Instructions to follow.
Quote the listing below in its entirety, omitting every image.

Dataset records.
** begin **
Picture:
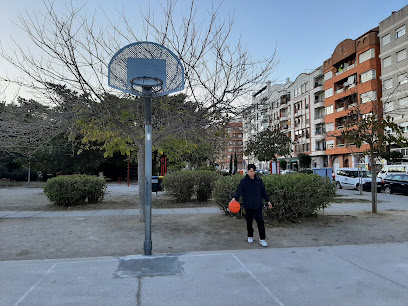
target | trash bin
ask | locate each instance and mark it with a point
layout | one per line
(156, 183)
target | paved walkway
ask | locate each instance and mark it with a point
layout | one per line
(372, 275)
(341, 275)
(106, 212)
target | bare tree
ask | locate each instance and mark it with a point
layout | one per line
(74, 49)
(27, 125)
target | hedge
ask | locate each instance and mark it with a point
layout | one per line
(71, 190)
(182, 185)
(292, 196)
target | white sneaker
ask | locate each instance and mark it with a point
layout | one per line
(263, 243)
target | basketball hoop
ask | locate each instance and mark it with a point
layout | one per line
(145, 69)
(139, 83)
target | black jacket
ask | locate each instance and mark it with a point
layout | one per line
(252, 191)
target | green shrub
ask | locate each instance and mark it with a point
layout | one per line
(293, 196)
(306, 171)
(224, 190)
(180, 185)
(297, 196)
(204, 181)
(71, 190)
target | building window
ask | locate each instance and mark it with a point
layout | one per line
(328, 92)
(367, 76)
(387, 61)
(403, 103)
(368, 96)
(328, 75)
(401, 55)
(329, 110)
(402, 79)
(366, 55)
(386, 39)
(329, 127)
(330, 144)
(387, 84)
(400, 32)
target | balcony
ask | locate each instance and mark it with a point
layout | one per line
(339, 91)
(319, 103)
(319, 119)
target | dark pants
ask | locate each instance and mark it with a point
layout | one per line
(257, 213)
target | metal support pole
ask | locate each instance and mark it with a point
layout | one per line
(147, 91)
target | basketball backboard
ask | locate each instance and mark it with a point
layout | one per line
(146, 64)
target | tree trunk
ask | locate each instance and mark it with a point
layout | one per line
(373, 183)
(141, 181)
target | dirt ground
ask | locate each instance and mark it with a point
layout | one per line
(73, 237)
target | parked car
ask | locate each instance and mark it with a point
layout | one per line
(392, 169)
(355, 178)
(395, 183)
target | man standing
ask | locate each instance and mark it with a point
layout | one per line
(253, 192)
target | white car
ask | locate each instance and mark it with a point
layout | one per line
(354, 178)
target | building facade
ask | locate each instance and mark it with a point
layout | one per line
(365, 75)
(394, 65)
(351, 83)
(233, 143)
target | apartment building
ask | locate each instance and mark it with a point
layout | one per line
(297, 109)
(261, 115)
(307, 117)
(394, 65)
(233, 143)
(351, 82)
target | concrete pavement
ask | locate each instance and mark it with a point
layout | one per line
(375, 274)
(340, 275)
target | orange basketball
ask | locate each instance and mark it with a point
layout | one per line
(234, 207)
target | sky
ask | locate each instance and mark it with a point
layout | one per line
(304, 33)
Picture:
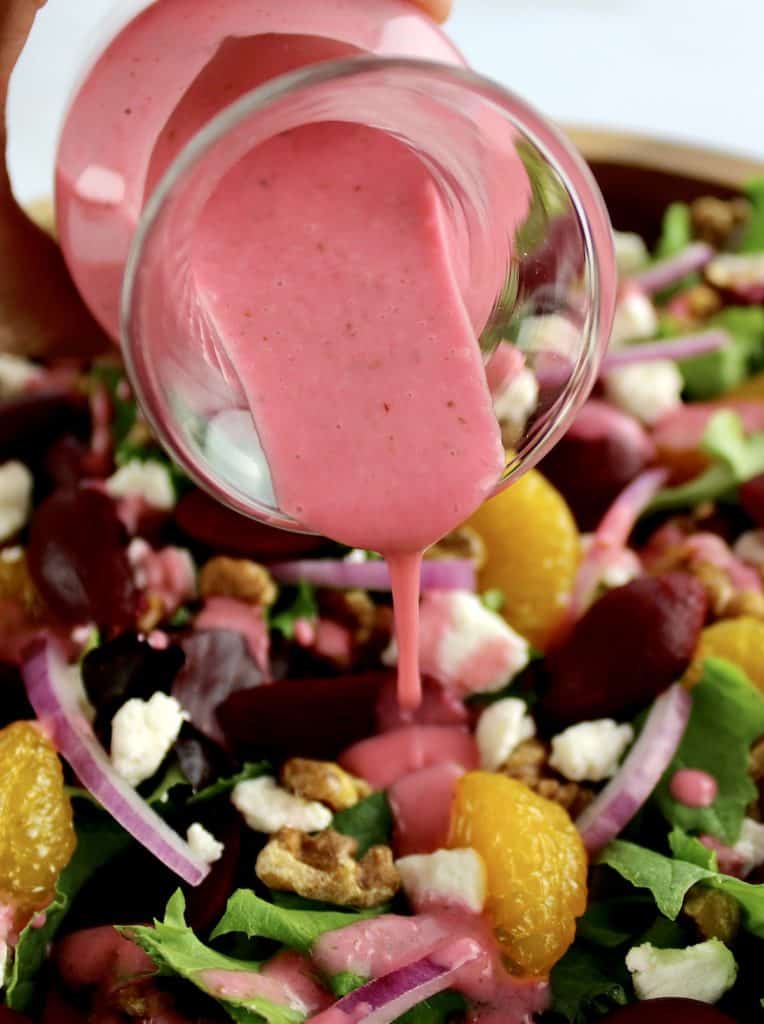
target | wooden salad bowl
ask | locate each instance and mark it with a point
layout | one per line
(639, 175)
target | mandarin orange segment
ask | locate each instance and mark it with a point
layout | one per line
(739, 641)
(536, 866)
(37, 836)
(532, 554)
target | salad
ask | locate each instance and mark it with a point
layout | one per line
(212, 807)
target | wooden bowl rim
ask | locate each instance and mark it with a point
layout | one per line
(649, 152)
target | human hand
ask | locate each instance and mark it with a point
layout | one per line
(40, 309)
** end **
Expected output.
Picture:
target | trash bin
ask | locate each instance and mark it with a point
layout | one per line
(156, 183)
target | paved walkway
ask | locate each instance and mark it with a point
layout | one per line
(372, 275)
(341, 275)
(106, 212)
target | bare tree
ask | locate each instance and mark it with a point
layout | one per line
(74, 49)
(27, 125)
target | hedge
ask | locate each instance and mark it with a point
layout | one per line
(71, 190)
(182, 185)
(292, 196)
target | white sneaker
ask | locate each instance and mark it with a point
layout | one per line
(263, 243)
target | basketball hoop
ask | locate each instance and mark it with a point
layout | one per line
(145, 69)
(139, 83)
target | black jacket
ask | locate each instance and mark it with a point
layout | one per line
(252, 191)
target | green shrub
ask | locate each instance and mark it with a point
layout | one per line
(293, 196)
(306, 171)
(224, 190)
(180, 185)
(297, 196)
(204, 181)
(71, 190)
target | building window
ask | locate each instance and mark it with a point
layout | one per line
(328, 92)
(367, 76)
(387, 61)
(403, 103)
(368, 96)
(328, 75)
(401, 55)
(329, 110)
(402, 79)
(366, 55)
(386, 39)
(329, 127)
(330, 144)
(387, 84)
(400, 32)
target | balcony
ask | locate each instance and mark it with a point
layout | one per line
(339, 91)
(319, 103)
(319, 119)
target | dark pants
ask | locate each instance and mark it with a point
layout | one per line
(257, 213)
target | metal support pole
ask | locate each instance and mark it with a point
layout | one per line
(147, 91)
target | basketball backboard
ask | locate each instance and mark it with a point
layout | one per line
(146, 64)
target | tree trunk
ask | locate each instance and mark it with a point
layout | one per line
(373, 183)
(141, 181)
target | dirt ground
ask | locate each instance and mark it with a point
layout | one per line
(73, 237)
target | parked car
ask | locate each instance and mark it with a point
layout | one per line
(392, 169)
(355, 178)
(395, 183)
target | man standing
ask | locate each instance and mark it with a point
layout | one per line
(253, 192)
target | white car
ask | locate each instance and mark it with a point
layout | one per line
(354, 178)
target | building facade
ask | locate each instance and mark it with a point
layout | one per line
(365, 75)
(394, 65)
(351, 83)
(233, 143)
target | apartment building
ask | locate each instance and mark it with a point
layout | one per line
(297, 109)
(261, 115)
(307, 117)
(394, 65)
(233, 143)
(351, 82)
target | concrete pavement
ask | locate each instance and mark it with a point
layout | one per line
(375, 274)
(340, 275)
target | orange basketball
ask | locate each instance and mark it with a point
layout | one per line
(234, 207)
target | sky
ask | locate each instance and mark it with a point
layout | one per line
(304, 33)
Picture:
target | wooden salad bowl
ask | locate each instance and mark it with a point
layout | one per line
(639, 175)
target | mandarin orange segment
ask | locate each instance and mark it with a point
layout | one per line
(739, 641)
(536, 866)
(37, 836)
(532, 554)
target | salad
ask | locate each instance and mark it with a point
layout | one per line
(212, 807)
target | wooden bowl rim
ask | locate each instance and mark it with a point
layout | one per line
(649, 152)
target | human hand
ask | locate each instance and mark it with a point
layout | one per line
(40, 309)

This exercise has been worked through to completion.